(PROVIDED RECORDS)
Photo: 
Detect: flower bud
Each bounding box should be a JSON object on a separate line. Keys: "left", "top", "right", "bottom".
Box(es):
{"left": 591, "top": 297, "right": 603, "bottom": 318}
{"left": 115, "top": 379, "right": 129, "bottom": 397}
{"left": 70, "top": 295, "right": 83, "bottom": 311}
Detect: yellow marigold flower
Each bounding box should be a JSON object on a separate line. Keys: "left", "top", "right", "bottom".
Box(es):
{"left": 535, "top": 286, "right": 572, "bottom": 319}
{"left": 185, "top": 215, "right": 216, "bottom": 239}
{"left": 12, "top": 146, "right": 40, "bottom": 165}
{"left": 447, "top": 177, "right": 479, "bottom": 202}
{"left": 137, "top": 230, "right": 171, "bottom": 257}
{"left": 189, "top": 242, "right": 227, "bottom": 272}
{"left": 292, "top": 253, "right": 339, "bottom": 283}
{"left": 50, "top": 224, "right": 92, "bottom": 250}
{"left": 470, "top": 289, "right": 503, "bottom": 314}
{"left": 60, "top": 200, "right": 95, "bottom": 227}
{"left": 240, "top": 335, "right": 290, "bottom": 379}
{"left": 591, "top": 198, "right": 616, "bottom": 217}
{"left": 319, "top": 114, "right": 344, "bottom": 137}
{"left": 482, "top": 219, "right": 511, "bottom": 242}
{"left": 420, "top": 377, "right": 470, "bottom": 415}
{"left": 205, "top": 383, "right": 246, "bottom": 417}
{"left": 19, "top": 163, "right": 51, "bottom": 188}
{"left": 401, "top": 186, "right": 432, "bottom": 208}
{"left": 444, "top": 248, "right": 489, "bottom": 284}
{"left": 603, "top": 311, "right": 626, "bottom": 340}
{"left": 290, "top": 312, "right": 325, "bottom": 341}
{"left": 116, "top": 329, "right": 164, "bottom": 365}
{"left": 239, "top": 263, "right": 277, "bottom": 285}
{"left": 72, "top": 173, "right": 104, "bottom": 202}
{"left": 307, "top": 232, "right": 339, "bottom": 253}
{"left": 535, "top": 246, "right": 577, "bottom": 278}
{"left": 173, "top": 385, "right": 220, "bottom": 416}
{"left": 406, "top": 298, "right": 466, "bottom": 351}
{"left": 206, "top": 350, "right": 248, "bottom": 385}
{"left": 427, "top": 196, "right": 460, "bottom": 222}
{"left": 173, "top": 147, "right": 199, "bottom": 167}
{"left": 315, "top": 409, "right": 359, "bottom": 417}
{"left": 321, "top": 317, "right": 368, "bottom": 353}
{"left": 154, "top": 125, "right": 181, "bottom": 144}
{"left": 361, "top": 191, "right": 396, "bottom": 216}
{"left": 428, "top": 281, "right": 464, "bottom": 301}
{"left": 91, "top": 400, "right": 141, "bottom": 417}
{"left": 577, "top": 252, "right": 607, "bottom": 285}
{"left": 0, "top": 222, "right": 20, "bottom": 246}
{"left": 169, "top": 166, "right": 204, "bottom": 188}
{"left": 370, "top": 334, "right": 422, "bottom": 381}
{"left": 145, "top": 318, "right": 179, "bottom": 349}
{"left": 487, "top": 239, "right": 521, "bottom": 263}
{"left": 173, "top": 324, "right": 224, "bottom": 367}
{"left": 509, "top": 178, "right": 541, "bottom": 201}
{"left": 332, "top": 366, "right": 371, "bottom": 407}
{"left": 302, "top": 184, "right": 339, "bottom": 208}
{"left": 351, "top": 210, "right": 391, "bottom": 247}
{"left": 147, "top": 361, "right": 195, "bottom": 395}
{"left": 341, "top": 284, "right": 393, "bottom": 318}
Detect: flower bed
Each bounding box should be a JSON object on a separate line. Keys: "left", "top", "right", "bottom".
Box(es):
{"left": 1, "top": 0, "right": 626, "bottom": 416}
(End PROVIDED RECORDS)
● **YOUR GOAL**
With every line kept whole, write out the records again exactly.

● **RESULT OF THE TASK**
Photo: 
Detect: flower bud
Each bounding box should be a JSON object on a separate line. Keys: "left", "top", "right", "bottom".
Box(es):
{"left": 591, "top": 297, "right": 603, "bottom": 318}
{"left": 115, "top": 379, "right": 129, "bottom": 397}
{"left": 70, "top": 295, "right": 83, "bottom": 311}
Detect: yellow marigold flower
Each bounding box should be a JSON object on a separate line. Keys: "left", "top", "right", "bottom".
Box(es):
{"left": 535, "top": 286, "right": 572, "bottom": 319}
{"left": 185, "top": 215, "right": 216, "bottom": 239}
{"left": 12, "top": 146, "right": 40, "bottom": 165}
{"left": 447, "top": 177, "right": 479, "bottom": 202}
{"left": 137, "top": 230, "right": 171, "bottom": 257}
{"left": 189, "top": 242, "right": 227, "bottom": 272}
{"left": 292, "top": 253, "right": 339, "bottom": 283}
{"left": 50, "top": 224, "right": 92, "bottom": 250}
{"left": 470, "top": 289, "right": 503, "bottom": 314}
{"left": 60, "top": 200, "right": 95, "bottom": 227}
{"left": 240, "top": 335, "right": 290, "bottom": 379}
{"left": 591, "top": 198, "right": 616, "bottom": 217}
{"left": 319, "top": 114, "right": 344, "bottom": 137}
{"left": 482, "top": 219, "right": 511, "bottom": 242}
{"left": 420, "top": 377, "right": 470, "bottom": 415}
{"left": 205, "top": 383, "right": 246, "bottom": 417}
{"left": 19, "top": 163, "right": 51, "bottom": 188}
{"left": 401, "top": 186, "right": 432, "bottom": 208}
{"left": 444, "top": 248, "right": 489, "bottom": 284}
{"left": 603, "top": 311, "right": 626, "bottom": 340}
{"left": 290, "top": 312, "right": 325, "bottom": 341}
{"left": 116, "top": 329, "right": 164, "bottom": 365}
{"left": 239, "top": 263, "right": 277, "bottom": 285}
{"left": 72, "top": 173, "right": 104, "bottom": 202}
{"left": 307, "top": 232, "right": 339, "bottom": 253}
{"left": 535, "top": 246, "right": 577, "bottom": 278}
{"left": 173, "top": 385, "right": 220, "bottom": 416}
{"left": 406, "top": 298, "right": 466, "bottom": 351}
{"left": 206, "top": 350, "right": 248, "bottom": 385}
{"left": 427, "top": 196, "right": 460, "bottom": 222}
{"left": 173, "top": 147, "right": 199, "bottom": 167}
{"left": 315, "top": 409, "right": 359, "bottom": 417}
{"left": 321, "top": 317, "right": 368, "bottom": 353}
{"left": 154, "top": 125, "right": 181, "bottom": 144}
{"left": 361, "top": 191, "right": 396, "bottom": 216}
{"left": 428, "top": 281, "right": 464, "bottom": 301}
{"left": 91, "top": 400, "right": 141, "bottom": 417}
{"left": 577, "top": 252, "right": 607, "bottom": 285}
{"left": 0, "top": 222, "right": 20, "bottom": 246}
{"left": 169, "top": 166, "right": 204, "bottom": 188}
{"left": 370, "top": 334, "right": 422, "bottom": 381}
{"left": 145, "top": 318, "right": 179, "bottom": 349}
{"left": 487, "top": 239, "right": 521, "bottom": 263}
{"left": 173, "top": 324, "right": 224, "bottom": 367}
{"left": 509, "top": 178, "right": 541, "bottom": 201}
{"left": 332, "top": 366, "right": 371, "bottom": 407}
{"left": 302, "top": 184, "right": 339, "bottom": 208}
{"left": 351, "top": 210, "right": 391, "bottom": 247}
{"left": 147, "top": 361, "right": 195, "bottom": 395}
{"left": 341, "top": 284, "right": 393, "bottom": 318}
Detect: flower bed
Each bounding box should be a JSON object on a separate line. Keys: "left", "top", "right", "bottom".
Box(es):
{"left": 1, "top": 0, "right": 626, "bottom": 416}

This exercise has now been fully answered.